__Task instructions__:
Rewrite each of the items below, putting "x and y positions" wherever "pixel coordinates" appears and keeping every other word unchanged. Leave the pictures out of your answer.
====
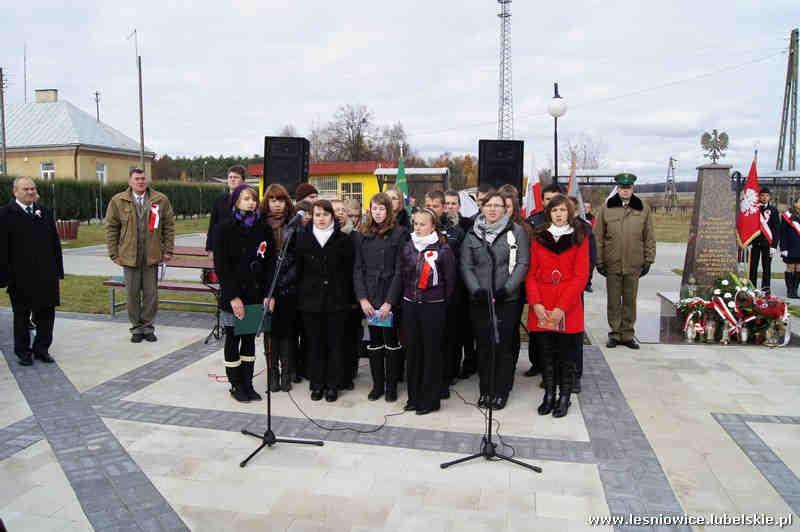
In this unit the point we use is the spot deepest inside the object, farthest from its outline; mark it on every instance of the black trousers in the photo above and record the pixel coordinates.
(508, 327)
(423, 329)
(756, 253)
(558, 354)
(325, 333)
(44, 319)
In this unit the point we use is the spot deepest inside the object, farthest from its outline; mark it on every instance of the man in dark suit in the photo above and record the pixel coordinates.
(30, 267)
(221, 210)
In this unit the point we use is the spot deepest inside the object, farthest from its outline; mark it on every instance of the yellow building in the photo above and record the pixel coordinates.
(360, 180)
(50, 139)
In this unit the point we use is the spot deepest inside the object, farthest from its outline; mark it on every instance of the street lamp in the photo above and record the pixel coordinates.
(557, 107)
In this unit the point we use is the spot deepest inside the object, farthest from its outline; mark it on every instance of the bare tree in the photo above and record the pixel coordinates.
(589, 152)
(350, 135)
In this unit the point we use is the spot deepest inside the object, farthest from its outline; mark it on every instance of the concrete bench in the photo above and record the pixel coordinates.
(194, 288)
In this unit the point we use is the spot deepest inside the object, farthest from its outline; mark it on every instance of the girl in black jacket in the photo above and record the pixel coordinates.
(324, 258)
(281, 344)
(244, 259)
(377, 287)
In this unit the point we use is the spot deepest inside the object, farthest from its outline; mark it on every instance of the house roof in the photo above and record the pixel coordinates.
(331, 167)
(58, 124)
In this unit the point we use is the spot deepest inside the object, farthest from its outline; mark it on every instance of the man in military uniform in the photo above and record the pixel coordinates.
(765, 245)
(626, 248)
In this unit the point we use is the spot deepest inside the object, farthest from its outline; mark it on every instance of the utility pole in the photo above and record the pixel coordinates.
(505, 108)
(670, 189)
(789, 112)
(3, 120)
(97, 103)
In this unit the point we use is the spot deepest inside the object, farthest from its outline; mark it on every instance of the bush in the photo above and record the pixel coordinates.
(82, 200)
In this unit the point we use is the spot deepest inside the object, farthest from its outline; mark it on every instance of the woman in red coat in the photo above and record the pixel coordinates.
(556, 279)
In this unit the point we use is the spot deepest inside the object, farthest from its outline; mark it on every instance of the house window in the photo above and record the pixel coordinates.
(48, 169)
(100, 172)
(353, 191)
(328, 186)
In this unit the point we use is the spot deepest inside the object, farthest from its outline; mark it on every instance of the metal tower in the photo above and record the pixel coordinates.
(505, 109)
(670, 190)
(789, 114)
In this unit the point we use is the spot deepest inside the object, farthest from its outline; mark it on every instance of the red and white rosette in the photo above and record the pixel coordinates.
(154, 217)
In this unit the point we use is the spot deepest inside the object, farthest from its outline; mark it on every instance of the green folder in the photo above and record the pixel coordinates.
(251, 321)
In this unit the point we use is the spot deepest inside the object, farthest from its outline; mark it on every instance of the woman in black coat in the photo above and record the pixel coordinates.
(281, 345)
(244, 259)
(324, 261)
(377, 287)
(790, 248)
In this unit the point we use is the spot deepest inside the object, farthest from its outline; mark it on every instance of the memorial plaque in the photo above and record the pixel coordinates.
(711, 248)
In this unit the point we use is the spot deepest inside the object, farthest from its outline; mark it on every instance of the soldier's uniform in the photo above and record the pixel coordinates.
(626, 247)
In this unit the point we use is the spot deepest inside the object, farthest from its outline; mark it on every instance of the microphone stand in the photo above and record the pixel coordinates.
(488, 447)
(268, 439)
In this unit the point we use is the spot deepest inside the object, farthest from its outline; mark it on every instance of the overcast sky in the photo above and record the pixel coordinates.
(644, 78)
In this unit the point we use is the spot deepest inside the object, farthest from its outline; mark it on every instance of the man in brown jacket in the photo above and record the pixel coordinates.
(140, 234)
(626, 248)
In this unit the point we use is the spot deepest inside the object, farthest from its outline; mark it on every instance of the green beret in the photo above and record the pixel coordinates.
(625, 179)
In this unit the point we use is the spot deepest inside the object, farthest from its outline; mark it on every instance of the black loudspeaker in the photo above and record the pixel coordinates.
(500, 163)
(286, 161)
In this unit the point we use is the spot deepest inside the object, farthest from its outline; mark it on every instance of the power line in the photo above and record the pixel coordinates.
(543, 114)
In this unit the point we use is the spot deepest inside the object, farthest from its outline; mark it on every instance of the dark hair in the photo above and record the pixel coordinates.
(279, 192)
(325, 205)
(572, 218)
(370, 225)
(238, 169)
(485, 188)
(434, 195)
(552, 187)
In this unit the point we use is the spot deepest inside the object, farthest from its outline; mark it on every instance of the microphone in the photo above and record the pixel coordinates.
(296, 218)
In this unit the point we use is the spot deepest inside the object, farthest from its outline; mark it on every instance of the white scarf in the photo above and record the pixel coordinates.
(421, 242)
(322, 235)
(558, 232)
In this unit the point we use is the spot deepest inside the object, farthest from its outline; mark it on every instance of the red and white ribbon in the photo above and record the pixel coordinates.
(154, 217)
(763, 220)
(787, 217)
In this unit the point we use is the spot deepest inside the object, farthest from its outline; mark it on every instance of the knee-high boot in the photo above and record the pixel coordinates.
(247, 367)
(547, 366)
(566, 382)
(392, 371)
(377, 369)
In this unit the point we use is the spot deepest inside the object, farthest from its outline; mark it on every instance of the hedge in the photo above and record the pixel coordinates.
(82, 200)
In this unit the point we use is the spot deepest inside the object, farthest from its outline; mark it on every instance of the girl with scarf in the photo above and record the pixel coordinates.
====
__Written reply__:
In this unit the point we use is the spot deepest inside the object, farthest from its outline; mark it on every instance of the black trousers in the photo above and record the x and y positions.
(508, 327)
(423, 329)
(756, 253)
(558, 354)
(325, 333)
(44, 319)
In this unit the point we use is the spot deepest inside the object, farthest from its outline; mark it on every instance of the man in dark suit in the photo above and record the x and y positions.
(30, 267)
(221, 210)
In this unit the point we use is the spot deepest inside the object, farthest from its outline; mark it on every instance of the yellow building in the photo above and record the x and y positions.
(360, 180)
(50, 139)
In this unit the point we use is the spot deepest inside the object, farthest from its outline; mark it on every instance of the street lamp in the photo above and record the x and y positions.
(557, 107)
In this unit the point we use is the spot deepest inside the object, farthest from its outline; mark it on every instance of the bare tree in the photo above and record the x and y positions.
(589, 152)
(350, 135)
In this unit the point we use is the spot deepest inside the object, farthest from its outline; mark it on every instance of the concrete bench in the photo above and record the x and y positions.
(194, 288)
In this unit the point we use is the spot deepest inside the object, farthest from its outline; mark it on every instance of the girl in black jacket in the photo above and record the x and y positions.
(324, 258)
(281, 344)
(244, 259)
(377, 287)
In this unit the point we use is the spot deepest inside the object, farthest from its outline; mark it on every instance of the house roof in the photo above and record the x and y positions.
(331, 167)
(58, 124)
In this unit the point we use is the spot deepest inside the object, farthest from its outline; mark it on every instance of the man in military uniform in the photo above and record the x and y positions.
(765, 245)
(626, 248)
In this unit the point we use is the spot deepest inside the object, farthest from its outline; mark it on every instance of the utility pole in the photo above and record the x and y positions.
(505, 108)
(670, 189)
(789, 112)
(3, 120)
(97, 103)
In this unit the point we use is the spot deepest inside the object, farthest from its outline; mark it on every instance of the bush in the photo above and record the x and y positions.
(82, 200)
In this unit the point we use is the spot deepest inside the object, farthest from its outline; mark it on every instance of the woman in red coat in the photo above and record the x and y positions.
(556, 279)
In this unit the point we use is the spot deepest inside the object, farthest from its outline; mark it on every instance of the house window in the photo above and record the x and y positions.
(48, 169)
(100, 172)
(353, 191)
(328, 186)
In this unit the point we use is the spot deepest inside the object, farthest from its outline; mark it on every instance of the metal tower in the photo above and record the x and y positions.
(505, 109)
(670, 190)
(789, 114)
In this unit the point we use is the spot deepest inside the object, farthest from its outline; mark it on every instance of the red and white rosette in the photo above and record the x and y positions.
(154, 217)
In this unit the point we use is the spot deepest inside the object, farthest from its outline; mark it on every instance of the green folder in the photo above and record the x and y positions.
(251, 321)
In this unit the point we use is the spot deepest inside the object, farthest from its outline; mark it on every instance of the woman in black coat in the photo above and record the x and y positions.
(281, 345)
(244, 259)
(324, 261)
(377, 287)
(790, 248)
In this unit the point we use is the spot deepest inside the object, farthest from its outline; mark it on every instance of the memorial plaque in the photo above and record the x and y positions.
(711, 248)
In this unit the point we use is the spot deepest inside the object, farthest from its outline; mark it on every instance of the soldier's uniform in the photo above and record the x and y positions.
(626, 247)
In this unit the point we use is the spot deepest inside the object, farthest from its outline; mark it on every instance of the microphone stand in the photo above and record the x and y positions.
(488, 447)
(268, 439)
In this unit the point we use is the spot deepest inside the object, farthest from its outline; mark it on every instance of the overcast sky in the photo above and record the x and y positions.
(644, 78)
In this unit the point we use is the spot deepest inside the object, farthest from its outline; mark it on every instance of the man in brown jacket in the photo above and record the x and y positions.
(140, 234)
(626, 248)
In this unit the point we use is the spot deepest inside the object, farthest from its outline; mark it on every instance of the green beret in the photo above and record the x and y positions.
(625, 179)
In this unit the point we use is the spot deepest inside the object, farthest from its outline; mark it on every instance of the black loudspeaker in the photo above and record the x and y positions.
(500, 163)
(286, 161)
In this unit the point we use is the spot deepest inside the object, farthest from its outline; mark it on every instance of the power line in the photo above and record the x and y positions.
(543, 114)
In this unit the point we use is the spot deepest inside the object, farthest from its outline; mark it on every instance of the dark hair in the photo above and record the x and y positions.
(279, 192)
(325, 205)
(572, 218)
(370, 225)
(238, 169)
(485, 188)
(434, 195)
(552, 187)
In this unit the point we use is the spot deepest inside the object, farthest from its outline; mark it on every instance of the microphone in the photo above and record the x and y positions.
(296, 218)
In this unit the point we use is the spot deepest inside the object, farthest from its outline; mark it on every instance of the white scarf in the photo above and record the x and y positions.
(421, 242)
(322, 235)
(558, 232)
In this unit the point we use is the spot deepest inside the object, farthest from its outline; mark it on every instance of the red and white ribbon in the photo above and record the x and y positions.
(154, 217)
(763, 220)
(787, 217)
In this unit the point we use is the spot deepest inside the object, farthest from its outline; mark it on every instance of the knee-high boot in the photo above and record the x and y positions.
(247, 367)
(547, 366)
(566, 382)
(392, 371)
(377, 369)
In this unit the point we use is the spot deepest inside the object, farthest from its outline; mark it on every instance of the hedge in the photo above and record the x and y positions.
(82, 200)
In this unit the point we use is the spot deepest inside the object, farthest from its outline; mark it on every instance of the girl with scarf in the photo above and record the x and y positions.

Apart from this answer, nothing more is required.